ASSIGNMENT
Transcribe each record exactly; skip any picture.

EXCERPTED RECORDS
___

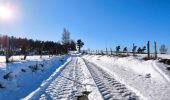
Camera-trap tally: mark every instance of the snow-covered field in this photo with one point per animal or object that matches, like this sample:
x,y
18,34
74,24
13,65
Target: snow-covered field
x,y
69,77
146,78
22,77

___

ANSWER SPACE
Camera-trap tally: mark every instance of the snow-covered field in this photo with one point per animal or object that matches, like this sample:
x,y
18,34
74,24
13,65
Target: snow-covered field
x,y
69,77
146,78
22,77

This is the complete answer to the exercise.